> Records provided:
☆ ☆ ☆ ☆ ☆

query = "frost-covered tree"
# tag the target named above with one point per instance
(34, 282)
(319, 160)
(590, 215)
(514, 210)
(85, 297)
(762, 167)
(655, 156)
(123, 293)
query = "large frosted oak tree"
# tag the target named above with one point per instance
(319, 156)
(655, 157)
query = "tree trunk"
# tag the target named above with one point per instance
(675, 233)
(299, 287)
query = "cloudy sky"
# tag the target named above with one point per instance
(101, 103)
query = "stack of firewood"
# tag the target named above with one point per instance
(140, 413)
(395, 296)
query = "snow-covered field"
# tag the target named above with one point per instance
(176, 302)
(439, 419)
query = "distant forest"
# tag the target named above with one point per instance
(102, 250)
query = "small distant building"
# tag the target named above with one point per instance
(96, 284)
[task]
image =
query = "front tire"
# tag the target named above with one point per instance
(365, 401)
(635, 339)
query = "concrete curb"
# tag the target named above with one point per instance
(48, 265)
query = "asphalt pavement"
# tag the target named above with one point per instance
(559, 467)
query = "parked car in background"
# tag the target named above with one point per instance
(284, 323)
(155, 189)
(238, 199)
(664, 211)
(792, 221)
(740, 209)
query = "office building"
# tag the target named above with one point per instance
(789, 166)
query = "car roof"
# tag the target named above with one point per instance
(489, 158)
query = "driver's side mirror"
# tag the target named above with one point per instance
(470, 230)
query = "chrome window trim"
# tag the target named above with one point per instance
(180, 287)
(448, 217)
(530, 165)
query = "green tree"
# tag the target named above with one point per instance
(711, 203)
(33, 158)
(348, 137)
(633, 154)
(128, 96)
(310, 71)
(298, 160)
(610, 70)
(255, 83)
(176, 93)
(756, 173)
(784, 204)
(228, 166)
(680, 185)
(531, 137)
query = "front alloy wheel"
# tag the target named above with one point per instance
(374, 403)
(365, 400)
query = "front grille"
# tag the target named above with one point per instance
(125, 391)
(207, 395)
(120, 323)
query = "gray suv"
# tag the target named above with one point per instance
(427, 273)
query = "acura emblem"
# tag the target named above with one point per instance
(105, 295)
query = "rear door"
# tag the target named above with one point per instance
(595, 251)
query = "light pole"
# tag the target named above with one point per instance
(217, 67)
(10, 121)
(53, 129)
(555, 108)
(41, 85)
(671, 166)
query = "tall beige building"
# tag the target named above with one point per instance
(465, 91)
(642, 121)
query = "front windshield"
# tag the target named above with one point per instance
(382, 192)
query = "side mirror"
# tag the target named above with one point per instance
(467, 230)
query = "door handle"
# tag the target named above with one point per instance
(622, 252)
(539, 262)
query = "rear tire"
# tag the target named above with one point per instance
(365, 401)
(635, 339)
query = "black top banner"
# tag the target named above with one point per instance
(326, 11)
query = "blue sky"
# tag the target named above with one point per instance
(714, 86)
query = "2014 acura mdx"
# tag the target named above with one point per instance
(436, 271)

☆ ☆ ☆ ☆ ☆

> Instructions for the task: Transcribe every record above exactly as it appears.

> In response:
query = "frost-covered tree"
# tag the target named above with one point per instance
(34, 282)
(319, 160)
(590, 215)
(514, 210)
(85, 297)
(762, 167)
(655, 156)
(123, 293)
query = "large frosted oak tree"
# tag the target named above with one point per instance
(319, 156)
(655, 157)
query = "tree trunk"
# tag the target named above with one point per instance
(675, 233)
(299, 287)
query = "cloudy sky"
# tag the target named above with one point per instance
(101, 103)
query = "stack of firewood"
# tag the target named above with one point per instance
(140, 413)
(395, 296)
query = "snow-covered field"
# tag the target named above with one point per instance
(176, 302)
(439, 419)
query = "distant forest"
# tag the target named above with one point per instance
(102, 250)
query = "small distant building"
# tag the target named above with one point per instance
(96, 284)
[task]
image =
query = "front tire"
# tag the target named above with one point per instance
(365, 401)
(635, 339)
query = "concrete curb"
# tag the target named above with one point per instance
(48, 265)
query = "asphalt pavement"
# tag the target named above with one point per instance
(559, 467)
query = "parked car in background"
# tag the target named above with one point per instance
(284, 323)
(155, 189)
(238, 199)
(664, 211)
(792, 221)
(740, 209)
query = "office building"
# tag the target named above with one point per instance
(789, 166)
query = "car roof"
# tag the target named above with one point per instance
(489, 158)
query = "driver's side mirror"
# tag the target named above with one point per instance
(470, 230)
query = "chrome window trim"
# tag the target named above with one point per instance
(180, 287)
(448, 217)
(530, 165)
query = "green tree"
# tag the target named above with one point per instance
(711, 203)
(33, 158)
(348, 137)
(633, 154)
(128, 96)
(310, 71)
(298, 160)
(610, 70)
(255, 83)
(176, 93)
(756, 173)
(784, 204)
(228, 166)
(680, 185)
(531, 137)
query = "front alloy wheel"
# tag the target named above with one point per instance
(374, 403)
(365, 400)
query = "front grille"
# tag the target named above with one point per instance
(125, 391)
(207, 395)
(120, 323)
query = "gray suv"
# tag the target named above with one point per instance
(427, 273)
query = "acura emblem"
# tag the target named above with one point per instance
(105, 295)
query = "rear door"
# tag the target named above with one point per instance
(595, 251)
query = "light pole"
# tag the target named above with one point per instance
(217, 67)
(10, 121)
(53, 129)
(555, 108)
(41, 85)
(671, 166)
query = "tall beige building"
# tag the target named above with one point per instance
(465, 91)
(642, 121)
query = "front windshield"
# tag the target named above with one point per instance
(382, 192)
query = "side mirror"
# tag the target named above with one point per instance
(467, 230)
query = "door handle"
# tag the target named above with one point per instance
(622, 252)
(539, 262)
query = "rear tire"
# tag the target named above with one point per instance
(365, 401)
(635, 339)
query = "black top banner"
# tag the target named above with one point per instance
(326, 11)
query = "blue sky"
# tag the target named above with one point per instance
(714, 86)
query = "2014 acura mdx"
# tag the target named above with one point per instance
(436, 271)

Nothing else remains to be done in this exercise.